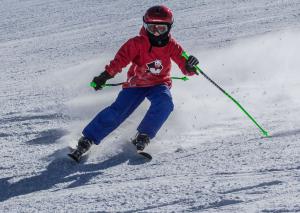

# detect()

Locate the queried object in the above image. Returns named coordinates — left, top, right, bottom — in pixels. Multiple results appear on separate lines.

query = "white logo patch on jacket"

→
left=146, top=60, right=163, bottom=75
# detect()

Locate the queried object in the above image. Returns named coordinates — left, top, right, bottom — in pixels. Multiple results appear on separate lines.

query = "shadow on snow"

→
left=269, top=128, right=300, bottom=138
left=0, top=147, right=148, bottom=202
left=26, top=129, right=67, bottom=145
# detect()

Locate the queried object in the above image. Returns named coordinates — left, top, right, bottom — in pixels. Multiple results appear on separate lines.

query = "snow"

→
left=1, top=0, right=300, bottom=212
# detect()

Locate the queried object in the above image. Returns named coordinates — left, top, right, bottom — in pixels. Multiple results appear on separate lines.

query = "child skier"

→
left=69, top=5, right=199, bottom=161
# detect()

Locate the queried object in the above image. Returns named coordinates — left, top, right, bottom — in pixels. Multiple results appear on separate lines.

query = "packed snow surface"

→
left=1, top=0, right=300, bottom=212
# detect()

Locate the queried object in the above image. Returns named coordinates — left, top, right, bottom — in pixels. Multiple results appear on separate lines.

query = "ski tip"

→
left=137, top=151, right=152, bottom=160
left=68, top=153, right=80, bottom=163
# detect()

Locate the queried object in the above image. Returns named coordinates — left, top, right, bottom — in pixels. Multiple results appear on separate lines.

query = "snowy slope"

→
left=1, top=0, right=300, bottom=212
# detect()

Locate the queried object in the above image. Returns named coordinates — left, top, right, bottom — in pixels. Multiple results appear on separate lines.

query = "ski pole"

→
left=90, top=76, right=189, bottom=88
left=90, top=82, right=123, bottom=88
left=182, top=51, right=269, bottom=137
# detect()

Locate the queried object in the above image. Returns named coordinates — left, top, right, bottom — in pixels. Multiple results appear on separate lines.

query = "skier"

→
left=69, top=5, right=199, bottom=162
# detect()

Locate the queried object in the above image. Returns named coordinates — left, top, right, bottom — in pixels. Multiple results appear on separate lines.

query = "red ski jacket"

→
left=105, top=27, right=195, bottom=88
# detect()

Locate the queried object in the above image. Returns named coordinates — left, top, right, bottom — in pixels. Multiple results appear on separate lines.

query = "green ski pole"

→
left=90, top=82, right=123, bottom=88
left=182, top=51, right=269, bottom=137
left=90, top=76, right=189, bottom=88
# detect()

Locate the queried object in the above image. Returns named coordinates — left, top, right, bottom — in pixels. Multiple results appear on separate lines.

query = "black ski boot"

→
left=132, top=133, right=150, bottom=151
left=68, top=137, right=93, bottom=163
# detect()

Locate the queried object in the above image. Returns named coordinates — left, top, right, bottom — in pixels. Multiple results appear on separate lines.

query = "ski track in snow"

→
left=1, top=0, right=300, bottom=212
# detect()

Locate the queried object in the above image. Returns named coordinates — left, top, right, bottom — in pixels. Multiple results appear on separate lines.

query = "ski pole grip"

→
left=182, top=51, right=189, bottom=60
left=182, top=51, right=200, bottom=75
left=90, top=82, right=97, bottom=88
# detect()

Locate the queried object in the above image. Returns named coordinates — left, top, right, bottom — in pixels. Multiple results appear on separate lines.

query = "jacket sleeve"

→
left=170, top=40, right=196, bottom=76
left=105, top=38, right=139, bottom=77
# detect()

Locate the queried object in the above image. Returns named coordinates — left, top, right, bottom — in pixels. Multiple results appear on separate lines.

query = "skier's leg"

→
left=82, top=88, right=147, bottom=144
left=137, top=85, right=174, bottom=139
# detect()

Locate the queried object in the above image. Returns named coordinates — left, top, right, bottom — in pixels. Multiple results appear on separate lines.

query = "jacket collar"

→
left=139, top=27, right=171, bottom=52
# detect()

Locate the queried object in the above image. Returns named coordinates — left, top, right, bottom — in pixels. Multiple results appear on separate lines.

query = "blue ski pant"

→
left=82, top=84, right=174, bottom=145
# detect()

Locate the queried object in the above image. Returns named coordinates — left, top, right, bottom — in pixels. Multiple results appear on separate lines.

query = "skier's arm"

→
left=92, top=38, right=139, bottom=90
left=105, top=38, right=139, bottom=77
left=170, top=40, right=199, bottom=76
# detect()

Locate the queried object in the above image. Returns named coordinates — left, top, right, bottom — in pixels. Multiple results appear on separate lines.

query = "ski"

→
left=137, top=150, right=152, bottom=160
left=68, top=151, right=81, bottom=163
left=67, top=141, right=152, bottom=163
left=67, top=147, right=89, bottom=163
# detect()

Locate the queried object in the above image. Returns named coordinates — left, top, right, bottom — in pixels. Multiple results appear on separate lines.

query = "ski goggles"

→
left=144, top=23, right=169, bottom=35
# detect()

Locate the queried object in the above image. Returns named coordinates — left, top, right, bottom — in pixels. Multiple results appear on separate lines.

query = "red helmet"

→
left=143, top=5, right=173, bottom=24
- - - - -
▶ _What you will do_:
Report each line of the data that includes the string "jacket".

▶ _Answer area_:
query = "white logo patch on jacket"
query = "red ski jacket"
query = "jacket sleeve"
query = "jacket collar"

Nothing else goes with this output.